> _KUTIPAN HALAMAN_:
══════════════════════════════

Pria yang tinggal di kota Belitung ini melanjutkan, NANO Group banyak membantu para pelajar, peneliti, dan generasi milenial Indonesia untuk menggapai mimpinya ke luar negeri.
“Kami memiliki harapan besar para anak muda bisa ‘mengunjungi masa depan’ ke negara-negara maju yang sudah melampaui Indonesia, 20-30 tahun ke depan dalam pengembangan ilmu pengetahuan dan teknologi, melalui aktivitas studi dan bekerja,” jelas ayah Azzam Muhammad Aryand dan Agam Muhammad Aryand ini.
Ketika para pemuda kembali ke tanah air, Suryandaru menambahkan banyak future knowledge yang dapat disebar dan diterapkan di negara kita tercinta.
“Sebagai contoh teknologi nanobubble kami adalah hasil reverse engineering teknologi Jepang yang sudah lama sekali di pakai di sana. Alhamdulilah melalui para profesor, doktor, serta anak muda tangguh di NANO, hal tersebut terwujud. Teknologi negara maju kita kembangkan, patenkan, dan terapkan di Indonesia. Kami berharap program bersama Yayasan Sahabat Wakaf Indonesia adalah wakaf kita bersama membangun ‘Jembatan Masa Depan’ bagi generasi muda mengisi pembangunan ekonomi Indonesia mendatang,” urainya.
Pemerintah Jepang memberi peluang besar untuk mengirimkan tenaga kerja terampil termasuk dari Indonesia sebanyak 345.000 orang untuk bekerja minimal selama 5 tahun.
Tentu dengan terlebih dahulu melatih pemuda untuk terampil berbahasa Jepang dan keterampilan lain yang dibutuhkan perusahaan pemberi kerja.

══════════════════════════════

Catatan dari himpunan pelabelan titik:
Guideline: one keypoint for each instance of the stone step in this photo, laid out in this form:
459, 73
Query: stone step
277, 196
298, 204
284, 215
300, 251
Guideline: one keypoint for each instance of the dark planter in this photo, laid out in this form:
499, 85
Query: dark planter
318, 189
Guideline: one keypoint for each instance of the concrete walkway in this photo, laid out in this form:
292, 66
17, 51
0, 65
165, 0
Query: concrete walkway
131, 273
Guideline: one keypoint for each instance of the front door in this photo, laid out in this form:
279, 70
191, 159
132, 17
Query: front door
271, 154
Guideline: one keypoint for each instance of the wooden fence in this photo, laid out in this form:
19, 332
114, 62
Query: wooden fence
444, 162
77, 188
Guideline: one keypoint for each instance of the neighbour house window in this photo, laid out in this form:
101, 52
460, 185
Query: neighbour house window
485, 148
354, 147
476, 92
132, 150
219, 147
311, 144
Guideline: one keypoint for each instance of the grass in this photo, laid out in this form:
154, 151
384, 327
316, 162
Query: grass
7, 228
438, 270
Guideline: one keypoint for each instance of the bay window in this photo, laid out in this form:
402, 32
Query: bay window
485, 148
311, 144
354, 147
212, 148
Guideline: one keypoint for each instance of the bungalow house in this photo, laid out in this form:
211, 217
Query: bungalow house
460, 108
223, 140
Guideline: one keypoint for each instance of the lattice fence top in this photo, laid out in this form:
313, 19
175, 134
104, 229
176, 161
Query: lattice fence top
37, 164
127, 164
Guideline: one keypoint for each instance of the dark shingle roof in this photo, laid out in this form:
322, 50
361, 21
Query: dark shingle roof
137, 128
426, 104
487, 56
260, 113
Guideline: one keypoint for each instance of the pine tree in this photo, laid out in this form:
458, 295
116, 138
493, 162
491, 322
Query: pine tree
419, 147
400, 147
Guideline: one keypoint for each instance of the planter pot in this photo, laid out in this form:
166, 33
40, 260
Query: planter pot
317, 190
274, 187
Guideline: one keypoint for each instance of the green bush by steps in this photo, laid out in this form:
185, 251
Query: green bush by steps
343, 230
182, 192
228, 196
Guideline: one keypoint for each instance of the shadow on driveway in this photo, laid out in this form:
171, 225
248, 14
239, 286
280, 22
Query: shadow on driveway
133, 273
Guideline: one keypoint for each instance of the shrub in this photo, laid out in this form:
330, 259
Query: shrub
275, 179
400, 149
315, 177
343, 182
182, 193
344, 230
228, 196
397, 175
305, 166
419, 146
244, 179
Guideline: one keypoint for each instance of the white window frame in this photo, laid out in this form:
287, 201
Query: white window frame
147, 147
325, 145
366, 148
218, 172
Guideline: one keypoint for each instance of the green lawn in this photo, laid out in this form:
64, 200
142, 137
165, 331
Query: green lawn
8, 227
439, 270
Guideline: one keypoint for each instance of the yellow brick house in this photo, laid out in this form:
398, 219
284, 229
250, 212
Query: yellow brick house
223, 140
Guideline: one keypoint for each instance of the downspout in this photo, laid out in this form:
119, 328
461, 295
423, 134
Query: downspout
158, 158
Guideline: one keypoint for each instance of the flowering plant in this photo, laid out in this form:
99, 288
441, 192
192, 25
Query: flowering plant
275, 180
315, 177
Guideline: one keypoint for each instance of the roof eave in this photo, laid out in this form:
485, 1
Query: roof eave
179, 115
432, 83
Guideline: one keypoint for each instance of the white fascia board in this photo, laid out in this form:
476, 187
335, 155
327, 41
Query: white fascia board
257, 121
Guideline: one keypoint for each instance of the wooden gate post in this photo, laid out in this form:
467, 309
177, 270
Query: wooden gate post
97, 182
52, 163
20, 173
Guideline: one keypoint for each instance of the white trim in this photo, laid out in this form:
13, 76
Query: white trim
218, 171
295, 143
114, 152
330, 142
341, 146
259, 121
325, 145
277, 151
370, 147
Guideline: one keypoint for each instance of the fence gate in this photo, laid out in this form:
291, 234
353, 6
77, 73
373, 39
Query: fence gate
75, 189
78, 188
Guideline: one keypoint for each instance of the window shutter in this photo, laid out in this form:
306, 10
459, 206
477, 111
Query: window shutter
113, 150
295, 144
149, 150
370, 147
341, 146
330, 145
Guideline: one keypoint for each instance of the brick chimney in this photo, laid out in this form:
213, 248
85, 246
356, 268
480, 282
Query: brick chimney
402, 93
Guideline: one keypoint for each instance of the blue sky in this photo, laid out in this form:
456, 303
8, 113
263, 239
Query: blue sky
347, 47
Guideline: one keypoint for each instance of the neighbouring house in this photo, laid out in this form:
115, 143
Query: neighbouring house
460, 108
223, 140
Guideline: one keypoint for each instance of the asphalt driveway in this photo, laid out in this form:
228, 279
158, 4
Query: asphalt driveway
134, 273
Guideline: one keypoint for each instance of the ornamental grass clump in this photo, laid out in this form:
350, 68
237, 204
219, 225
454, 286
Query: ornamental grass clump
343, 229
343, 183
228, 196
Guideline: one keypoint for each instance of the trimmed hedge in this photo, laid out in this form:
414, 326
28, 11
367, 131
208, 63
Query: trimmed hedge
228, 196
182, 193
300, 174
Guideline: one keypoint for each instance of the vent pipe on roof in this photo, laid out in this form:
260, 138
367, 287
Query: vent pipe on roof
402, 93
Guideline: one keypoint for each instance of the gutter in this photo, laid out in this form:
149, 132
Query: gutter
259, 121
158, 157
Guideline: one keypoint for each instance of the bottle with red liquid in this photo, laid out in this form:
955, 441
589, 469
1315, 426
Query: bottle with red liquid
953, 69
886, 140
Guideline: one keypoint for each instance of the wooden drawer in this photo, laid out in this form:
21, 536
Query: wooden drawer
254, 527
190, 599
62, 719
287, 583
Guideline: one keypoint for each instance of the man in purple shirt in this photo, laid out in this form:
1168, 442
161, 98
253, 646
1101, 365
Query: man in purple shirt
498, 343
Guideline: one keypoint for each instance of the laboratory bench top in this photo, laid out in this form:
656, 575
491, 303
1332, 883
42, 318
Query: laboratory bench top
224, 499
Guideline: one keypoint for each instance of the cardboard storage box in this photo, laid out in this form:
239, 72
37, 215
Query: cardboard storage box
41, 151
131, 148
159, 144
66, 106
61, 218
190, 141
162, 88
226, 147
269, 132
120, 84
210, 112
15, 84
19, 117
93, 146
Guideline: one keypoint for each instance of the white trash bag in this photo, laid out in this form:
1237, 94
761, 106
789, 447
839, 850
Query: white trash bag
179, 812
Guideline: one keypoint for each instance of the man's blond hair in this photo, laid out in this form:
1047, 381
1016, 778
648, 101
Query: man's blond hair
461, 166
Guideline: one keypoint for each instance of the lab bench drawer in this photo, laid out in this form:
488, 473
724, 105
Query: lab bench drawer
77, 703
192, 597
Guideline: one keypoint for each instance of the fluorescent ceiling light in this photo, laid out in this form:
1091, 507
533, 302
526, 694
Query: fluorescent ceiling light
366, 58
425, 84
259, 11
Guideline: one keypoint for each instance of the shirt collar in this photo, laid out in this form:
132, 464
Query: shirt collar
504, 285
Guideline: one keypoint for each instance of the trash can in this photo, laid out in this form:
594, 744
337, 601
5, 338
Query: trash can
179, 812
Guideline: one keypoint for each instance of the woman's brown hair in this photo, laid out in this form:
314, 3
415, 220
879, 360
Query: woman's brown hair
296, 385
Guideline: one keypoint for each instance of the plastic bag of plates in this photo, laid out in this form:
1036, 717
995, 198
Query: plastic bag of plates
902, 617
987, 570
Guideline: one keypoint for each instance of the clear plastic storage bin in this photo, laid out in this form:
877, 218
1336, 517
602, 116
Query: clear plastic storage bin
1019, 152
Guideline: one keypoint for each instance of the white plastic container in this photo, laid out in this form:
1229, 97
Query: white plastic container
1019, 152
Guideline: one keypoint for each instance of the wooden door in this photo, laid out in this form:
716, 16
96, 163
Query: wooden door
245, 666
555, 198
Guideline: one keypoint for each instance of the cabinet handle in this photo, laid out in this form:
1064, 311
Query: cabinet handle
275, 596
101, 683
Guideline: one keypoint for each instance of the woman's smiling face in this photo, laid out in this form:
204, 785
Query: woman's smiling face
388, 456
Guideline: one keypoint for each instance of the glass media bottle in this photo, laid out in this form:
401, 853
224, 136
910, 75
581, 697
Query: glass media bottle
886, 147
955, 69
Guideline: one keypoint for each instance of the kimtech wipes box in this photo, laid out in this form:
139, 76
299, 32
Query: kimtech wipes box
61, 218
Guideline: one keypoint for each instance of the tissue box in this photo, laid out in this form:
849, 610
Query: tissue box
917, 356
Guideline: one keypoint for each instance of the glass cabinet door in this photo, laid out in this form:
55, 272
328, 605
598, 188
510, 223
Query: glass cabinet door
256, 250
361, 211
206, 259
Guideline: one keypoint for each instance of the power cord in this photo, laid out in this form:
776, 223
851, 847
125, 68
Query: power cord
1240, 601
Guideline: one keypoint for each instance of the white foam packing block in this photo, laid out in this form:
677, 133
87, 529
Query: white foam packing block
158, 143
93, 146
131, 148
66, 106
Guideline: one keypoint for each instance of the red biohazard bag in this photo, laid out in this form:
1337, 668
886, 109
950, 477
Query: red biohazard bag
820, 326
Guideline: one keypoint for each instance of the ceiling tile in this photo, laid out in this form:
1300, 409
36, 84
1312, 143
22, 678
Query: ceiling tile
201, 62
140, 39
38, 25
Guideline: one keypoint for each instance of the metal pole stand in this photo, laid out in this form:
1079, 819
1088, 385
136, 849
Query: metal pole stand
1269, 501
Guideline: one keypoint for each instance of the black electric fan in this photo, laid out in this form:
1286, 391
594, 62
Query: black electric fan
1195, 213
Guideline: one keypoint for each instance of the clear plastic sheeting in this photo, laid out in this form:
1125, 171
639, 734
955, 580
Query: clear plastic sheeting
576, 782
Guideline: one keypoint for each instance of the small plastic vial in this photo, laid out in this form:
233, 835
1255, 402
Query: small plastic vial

══════════════════════════════

> _YANG DIKERJAKAN_:
1) Susun bagian catatan dari baris yang memuat "Guideline: one keypoint for each instance of the glass cabinet" sampai akhir catatan sebagai daftar JSON berisi string, satu string untuk setiap baris, tanpa baris kosong.
2) Teruskan teks tentang NANO Group dan pengiriman tenaga kerja muda ke Jepang, mulai setelah kalimat terakhirnya.
Teks dan catatan di halaman ini tidak berhubungan satu sama lain.

> _JAWABAN LATIHAN_:
1)
[
  "Guideline: one keypoint for each instance of the glass cabinet door in this photo, laid out in this form:",
  "55, 272",
  "328, 605",
  "598, 188",
  "510, 223",
  "Query: glass cabinet door",
  "256, 250",
  "361, 211",
  "206, 259",
  "Guideline: one keypoint for each instance of the power cord in this photo, laid out in this form:",
  "776, 223",
  "851, 847",
  "125, 68",
  "Query: power cord",
  "1240, 601",
  "Guideline: one keypoint for each instance of the white foam packing block in this photo, laid out in this form:",
  "677, 133",
  "87, 529",
  "Query: white foam packing block",
  "158, 143",
  "93, 146",
  "131, 148",
  "66, 106",
  "Guideline: one keypoint for each instance of the red biohazard bag in this photo, laid out in this form:",
  "1337, 668",
  "886, 109",
  "950, 477",
  "Query: red biohazard bag",
  "820, 326",
  "Guideline: one keypoint for each instance of the ceiling tile in this photo, laid out in this form:",
  "1300, 409",
  "36, 84",
  "1312, 143",
  "22, 678",
  "Query: ceiling tile",
  "201, 62",
  "140, 39",
  "38, 25",
  "Guideline: one keypoint for each instance of the metal pole stand in this photo, laid out in this form:",
  "1079, 819",
  "1088, 385",
  "136, 849",
  "Query: metal pole stand",
  "1269, 501",
  "Guideline: one keypoint for each instance of the black electric fan in this photo, laid out in this form:",
  "1286, 391",
  "594, 62",
  "Query: black electric fan",
  "1195, 213",
  "Guideline: one keypoint for each instance of the clear plastic sheeting in this photo, laid out in this form:",
  "1125, 171",
  "639, 734",
  "955, 580",
  "Query: clear plastic sheeting",
  "576, 782",
  "Guideline: one keypoint for each instance of the small plastic vial in this photo, laid out in this form:",
  "233, 835",
  "1255, 402",
  "Query: small plastic vial"
]

2)
Dalam acara gala signing Program Pemuda Mandiri juga dijelaskan sumber dana untuk keberangkatan pemuda dhuafa Indonesia ke Jepang.
“Dana untuk program ini berasal dari sedekah, infaq, dan wakaf baik dari individu maupun CSR perusahaan. Para pemuda yang terpilih untuk diberangkatkan ke Jepang nantinya, diutamakan dari keluarga dhuafa,” lontar Muhammad Rofiq Thoyyib Lubis, Ketua Pembina Yayasan Sahabat Wakaf Indonesia.
Pada tahap awal, sekitar 10 pemuda dari Nusa Tenggara Timur (NTT) yang akan diberangkatkan ke Jepang sebagai tenaga kerja terlatih di bidang teknologi pertanian.
“Selanjutnya, kami menargetkan 1.000 pemuda desa yang dapat kesempatan bekerja di sana,” imbuh Rofiq.
Dekan Fakultas Ekonomi dan Bisnis Islam Institut Daarul Qur’an ini optimistis di 2030, Program Pemuda Mandiri ini bakal efektif mengentaskan masalah pengangguran di Indonesia.